(TEXT FOR ANALYSIS Opens)

- March 5, 2019 at 6:43 am #27539
Martin Reed★ Admin
I just came across a great discussion between Daniel Erichsen, a sleep physician based just down the road from me, and someone with insomnia who went back and forth between CBT-I and ACT. I think it adds some really good context and additional value to this forum topic!March 5, 2019 at 10:01 am #27542
Some key differences to me: Again, not sure he ever experienced nil sleep nights, or if he did it was rare for him.
I never felt anxious feelings in my life ever, before I had insomnia, which started 30 months ago, when I was 54. He said he did recall getting anxiety before he developed insomnia, therefore could not attribute all his next day anxious feelings to a “bad night”March 5, 2019 at 4:21 pm #27546
Thanks, Martin. Interesting but a little hard to follow. He seems to be getting better using CBT. I wonder why some people get stuck and seem to remain on a plateau without much improvement. Any ideas, Martin?

(TEXT FOR ANALYSIS Closes)

* COMPLETE THE FOLLOWING:
a) Set down the passage of the insomnia forum discussion from "I never felt" to "Any ideas, Martin?" word for word.
b) Resume the insomnia forum discussion, beginning immediately after its final sentence.

(RECORDED DATA Opens)

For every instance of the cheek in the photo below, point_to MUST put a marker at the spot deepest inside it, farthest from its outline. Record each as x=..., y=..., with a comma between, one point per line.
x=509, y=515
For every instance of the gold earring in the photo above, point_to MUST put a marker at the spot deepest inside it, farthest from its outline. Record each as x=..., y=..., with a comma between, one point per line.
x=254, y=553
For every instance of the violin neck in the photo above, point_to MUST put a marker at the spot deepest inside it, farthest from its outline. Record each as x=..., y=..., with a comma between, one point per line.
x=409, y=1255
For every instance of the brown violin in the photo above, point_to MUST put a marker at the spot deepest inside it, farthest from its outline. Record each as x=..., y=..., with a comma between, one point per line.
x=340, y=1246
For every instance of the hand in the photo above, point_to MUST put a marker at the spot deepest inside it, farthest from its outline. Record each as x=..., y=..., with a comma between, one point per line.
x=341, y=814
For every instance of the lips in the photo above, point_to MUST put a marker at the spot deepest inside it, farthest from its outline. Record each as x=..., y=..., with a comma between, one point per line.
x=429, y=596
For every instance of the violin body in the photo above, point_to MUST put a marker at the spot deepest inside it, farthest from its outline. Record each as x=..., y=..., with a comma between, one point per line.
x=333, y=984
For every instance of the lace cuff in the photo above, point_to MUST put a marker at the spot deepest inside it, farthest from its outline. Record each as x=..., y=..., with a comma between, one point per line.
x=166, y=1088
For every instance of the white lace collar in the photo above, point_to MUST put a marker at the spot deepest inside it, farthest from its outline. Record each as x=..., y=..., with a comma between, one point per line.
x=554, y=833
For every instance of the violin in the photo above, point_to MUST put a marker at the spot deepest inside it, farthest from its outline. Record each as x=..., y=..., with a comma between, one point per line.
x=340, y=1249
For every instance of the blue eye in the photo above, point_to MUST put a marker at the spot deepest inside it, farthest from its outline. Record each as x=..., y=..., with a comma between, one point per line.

(RECORDED DATA Closes)

* LIST OF ANSWERS:
a)
I never felt anxious feelings in my life ever, before I had insomnia, which started 30 months ago, when I was 54. He said he did recall getting anxiety before he developed insomnia, therefore could not attribute all his next day anxious feelings to a “bad night”March 5, 2019 at 4:21 pm #27546
Thanks, Martin. Interesting but a little hard to follow. He seems to be getting better using CBT. I wonder why some people get stuck and seem to remain on a plateau without much improvement. Any ideas, Martin?

b)
As for ACT, last night was my second night. Went to bed very, very tired. Was in and out of sleep again all night. Not consciously aware of any particular thoughts or struggle, so didn’t really need to practice any mindfulness. Just slipped in and out of sleep. As a result, am tired again this morning. Will use mindfulness during the day to keep positive. Hopefully over time, my sleep will begin to settle down. Need to be patient. Am reminded of Carlos from the book, whose sleep did not improve for at least two weeks, but by two months was sleeping normally. At least I’m feeling less apprehension about going to bed at night because I won’t be struggling. May not sleep well, but won’t be consciously aware of it.March 5, 2019 at 6:07 pm #27547
Edgar✘ Not a client
Wow, so many videos, but each with barely 100 views. No wonder insomniacs feel lonely, we are! Still, very noble of Daniel to keep it up, I hope his channel picks up.March 6, 2019 at 2:00 am #27556
Celtic Barb✘ Not a client
Deb. No matter what I do I will not be comfy. I have body damage from this. I have to heal and yes I did not have patience and why for my questioning what I know likely will work for me. I just got an email from a big website and she told me what she did and It is much like I am.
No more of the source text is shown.